* [Problem description]
Render every line of the items below as a Markdown table with the columns No. and Text. Number the rows in order and leave out blank lines.

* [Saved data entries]
►

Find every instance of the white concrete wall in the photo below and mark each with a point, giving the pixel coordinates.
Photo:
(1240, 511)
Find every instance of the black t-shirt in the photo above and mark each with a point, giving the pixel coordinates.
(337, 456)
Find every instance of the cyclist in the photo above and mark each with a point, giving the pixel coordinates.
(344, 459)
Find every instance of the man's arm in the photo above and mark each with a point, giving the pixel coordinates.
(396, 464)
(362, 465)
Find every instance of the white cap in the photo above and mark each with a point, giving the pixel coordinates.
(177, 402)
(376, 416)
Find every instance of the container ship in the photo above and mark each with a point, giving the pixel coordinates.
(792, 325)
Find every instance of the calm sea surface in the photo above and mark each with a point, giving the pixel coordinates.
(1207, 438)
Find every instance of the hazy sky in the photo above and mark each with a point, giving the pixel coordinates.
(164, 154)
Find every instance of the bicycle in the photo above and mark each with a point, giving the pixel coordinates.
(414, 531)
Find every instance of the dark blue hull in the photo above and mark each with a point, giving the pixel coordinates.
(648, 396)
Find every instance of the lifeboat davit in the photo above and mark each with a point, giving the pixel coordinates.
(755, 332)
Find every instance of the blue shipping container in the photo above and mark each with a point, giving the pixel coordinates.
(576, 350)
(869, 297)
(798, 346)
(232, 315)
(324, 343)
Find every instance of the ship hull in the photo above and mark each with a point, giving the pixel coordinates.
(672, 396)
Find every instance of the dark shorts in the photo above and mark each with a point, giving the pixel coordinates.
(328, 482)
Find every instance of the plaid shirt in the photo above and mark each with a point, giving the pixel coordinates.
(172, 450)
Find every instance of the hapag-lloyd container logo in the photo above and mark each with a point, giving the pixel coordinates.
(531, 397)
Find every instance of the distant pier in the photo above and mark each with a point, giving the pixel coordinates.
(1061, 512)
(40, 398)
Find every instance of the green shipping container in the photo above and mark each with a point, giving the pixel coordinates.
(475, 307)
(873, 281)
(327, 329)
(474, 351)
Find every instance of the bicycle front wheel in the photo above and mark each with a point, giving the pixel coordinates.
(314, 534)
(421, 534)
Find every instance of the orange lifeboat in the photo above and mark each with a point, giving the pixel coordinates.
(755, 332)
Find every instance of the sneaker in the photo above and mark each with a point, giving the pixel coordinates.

◄

* [Finished exercise]
| No. | Text |
|---|---|
| 1 | Find every instance of the white concrete wall in the photo below and mark each with a point, giving the pixel coordinates. |
| 2 | Photo: |
| 3 | (1240, 511) |
| 4 | Find every instance of the black t-shirt in the photo above and mark each with a point, giving the pixel coordinates. |
| 5 | (337, 456) |
| 6 | Find every instance of the cyclist in the photo above and mark each with a point, giving the pixel coordinates. |
| 7 | (344, 459) |
| 8 | Find every instance of the man's arm in the photo above and mark each with a point, giving the pixel coordinates. |
| 9 | (396, 464) |
| 10 | (362, 465) |
| 11 | Find every instance of the white cap in the photo above and mark each with a point, giving the pixel coordinates. |
| 12 | (177, 402) |
| 13 | (376, 416) |
| 14 | Find every instance of the container ship in the photo above and mark each with a point, giving the pixel coordinates. |
| 15 | (792, 325) |
| 16 | Find every instance of the calm sea surface in the photo above and mark each with a point, giving the pixel coordinates. |
| 17 | (1207, 438) |
| 18 | Find every instance of the hazy sky in the photo above and mark each with a point, giving the pixel coordinates. |
| 19 | (164, 154) |
| 20 | Find every instance of the bicycle in the photo above and mark each with a point, giving the pixel coordinates. |
| 21 | (414, 531) |
| 22 | Find every instance of the dark blue hull in the photo above and mark each with a point, giving the pixel coordinates. |
| 23 | (648, 396) |
| 24 | Find every instance of the lifeboat davit in the photo above and mark each with a point, giving the pixel coordinates. |
| 25 | (755, 332) |
| 26 | Find every instance of the blue shipping container in the photo above and mark each with a point, giving the pixel coordinates. |
| 27 | (576, 350) |
| 28 | (869, 297) |
| 29 | (798, 346) |
| 30 | (232, 315) |
| 31 | (324, 343) |
| 32 | Find every instance of the ship hull in the photo above and mark each with a point, giving the pixel coordinates. |
| 33 | (672, 396) |
| 34 | Find every instance of the dark shorts in the photo above and mark each with a point, giving the pixel coordinates. |
| 35 | (328, 482) |
| 36 | Find every instance of the plaid shirt in the photo above and mark each with a point, giving the pixel coordinates. |
| 37 | (172, 450) |
| 38 | Find every instance of the hapag-lloyd container logo in the photo above and mark each with a point, giving the pixel coordinates. |
| 39 | (531, 397) |
| 40 | Find every instance of the distant pier in the photo above and mark each with a point, giving the pixel coordinates. |
| 41 | (1061, 512) |
| 42 | (40, 398) |
| 43 | Find every instance of the green shipping container in the photo above and mark each with a point, giving the pixel coordinates. |
| 44 | (475, 307) |
| 45 | (873, 281) |
| 46 | (327, 329) |
| 47 | (474, 351) |
| 48 | Find every instance of the bicycle front wheel in the photo above and mark each with a point, giving the pixel coordinates. |
| 49 | (314, 534) |
| 50 | (421, 534) |
| 51 | Find every instance of the orange lifeboat in the photo above and mark each with a point, giving the pixel coordinates. |
| 52 | (755, 332) |
| 53 | Find every instance of the sneaker in the photo above and mark each with a point, giving the pixel coordinates. |